READING PASSAGE:

* Start *

Just How Good is Kyrie Irving?


I’ll be honest, and I’m pretty ashamed of this at this point. Before the 2011 NBA draft, I was arguing that Derrick Williams should have been the first overall pick in the draft. I doubted Kyrie Irving’s athleticism, defense, and I feared that he was bound for an injury-plagued career after his only year of college at Duke University lasted only nine games due to an injured ligament in his toe. My doubts were actually accurate and inaccurate at the same time. Kyrie Irving isn’t a great on-ball defender, albeit he is improving. Irving did sprain his shoulder towards the end of his rookie season, along with a finger injury in the beginning of the current season that sidelined him for a few weeks. Lastly, Kyrie Irving can’t throw down monster jams like Russell Westbrook or Derrick Rose can. He can’t run the floor with the speed and quickness of Rajon Rondo or Chris Paul. So, as you can see, my pre-draft concerns were legitimate. The problem with that evaluation of Kyrie Irving is that I didn’t account for just HOW GOOD he is at everything else.

* End *

SOURCE DATA:
* Start *

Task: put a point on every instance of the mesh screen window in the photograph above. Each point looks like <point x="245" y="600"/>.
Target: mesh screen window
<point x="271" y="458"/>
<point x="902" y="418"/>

* End *

PROBLEM DETAILS: Reproduce the entire Kyrie Irving piece word for word, from its title through its final sentence.

TASK RESPONSE:
Just How Good is Kyrie Irving?


I’ll be honest, and I’m pretty ashamed of this at this point. Before the 2011 NBA draft, I was arguing that Derrick Williams should have been the first overall pick in the draft. I doubted Kyrie Irving’s athleticism, defense, and I feared that he was bound for an injury-plagued career after his only year of college at Duke University lasted only nine games due to an injured ligament in his toe. My doubts were actually accurate and inaccurate at the same time. Kyrie Irving isn’t a great on-ball defender, albeit he is improving. Irving did sprain his shoulder towards the end of his rookie season, along with a finger injury in the beginning of the current season that sidelined him for a few weeks. Lastly, Kyrie Irving can’t throw down monster jams like Russell Westbrook or Derrick Rose can. He can’t run the floor with the speed and quickness of Rajon Rondo or Chris Paul. So, as you can see, my pre-draft concerns were legitimate. The problem with that evaluation of Kyrie Irving is that I didn’t account for just HOW GOOD he is at everything else.